-- TASK REQUIREMENTS --
Please revise the data below by replacing every "keypoint" with "marker" and leaving everything else unchanged. Omit the pictures from your answer.

-- RECORD LIST --
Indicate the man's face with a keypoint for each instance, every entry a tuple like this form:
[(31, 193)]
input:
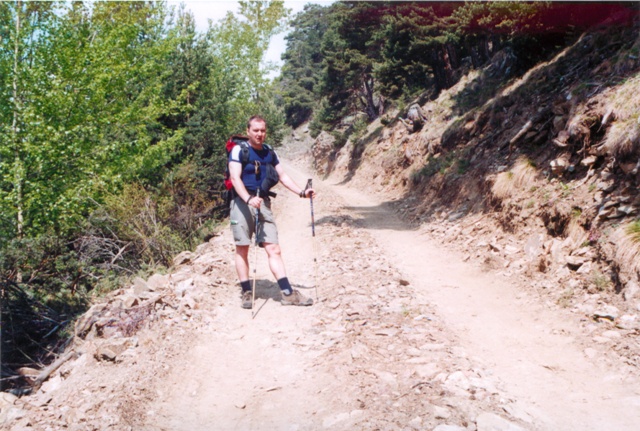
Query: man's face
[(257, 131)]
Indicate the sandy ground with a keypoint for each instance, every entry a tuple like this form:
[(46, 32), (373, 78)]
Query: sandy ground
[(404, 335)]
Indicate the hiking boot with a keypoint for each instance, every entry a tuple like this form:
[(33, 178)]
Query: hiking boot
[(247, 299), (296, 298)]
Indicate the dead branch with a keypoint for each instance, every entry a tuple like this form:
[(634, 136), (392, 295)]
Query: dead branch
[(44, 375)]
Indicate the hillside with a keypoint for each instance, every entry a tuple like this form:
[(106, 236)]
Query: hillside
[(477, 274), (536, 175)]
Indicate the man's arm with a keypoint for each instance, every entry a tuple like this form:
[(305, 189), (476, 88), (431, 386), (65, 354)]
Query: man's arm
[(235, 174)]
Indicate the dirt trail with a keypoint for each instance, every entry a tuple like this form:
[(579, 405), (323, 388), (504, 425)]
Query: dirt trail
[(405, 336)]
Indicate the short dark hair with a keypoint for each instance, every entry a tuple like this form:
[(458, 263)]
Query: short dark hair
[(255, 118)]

-- ANSWER --
Indicate the man's face with a marker for each instance, every entry a tuple like this form:
[(31, 193)]
input:
Query: man's face
[(257, 131)]
Indicate the sandy ground with a marker for each instance, every entry a tuple like this form:
[(46, 32), (373, 78)]
Query: sandy ground
[(404, 335)]
Indicate the hiking boot with a marker for each instance, every entry a tuple like this form:
[(33, 178)]
Query: hiking boot
[(247, 299), (296, 298)]
Indicate the dead branch with a marker for each instance, every entry a tuple like this form:
[(634, 136), (392, 295)]
Query: dead branch
[(44, 375)]
Indicate the hillside with a marker for each instance, every entry a tuple like this form:
[(106, 236)]
Query: hillside
[(477, 274), (536, 175)]
Indicate the man's arm with a marker for each instance, every entry a tuple like this form:
[(305, 189), (476, 88), (431, 386), (65, 354)]
Query: man's arm
[(235, 174)]
Indicate the dirt trail with a marker for each instance, every entry a tuple like this form:
[(579, 405), (323, 388), (504, 425)]
Query: dirt trail
[(405, 336)]
Indicate the short dark hair with a marker for each instance, every entry a tuple like this form:
[(458, 263)]
Query: short dark hair
[(255, 118)]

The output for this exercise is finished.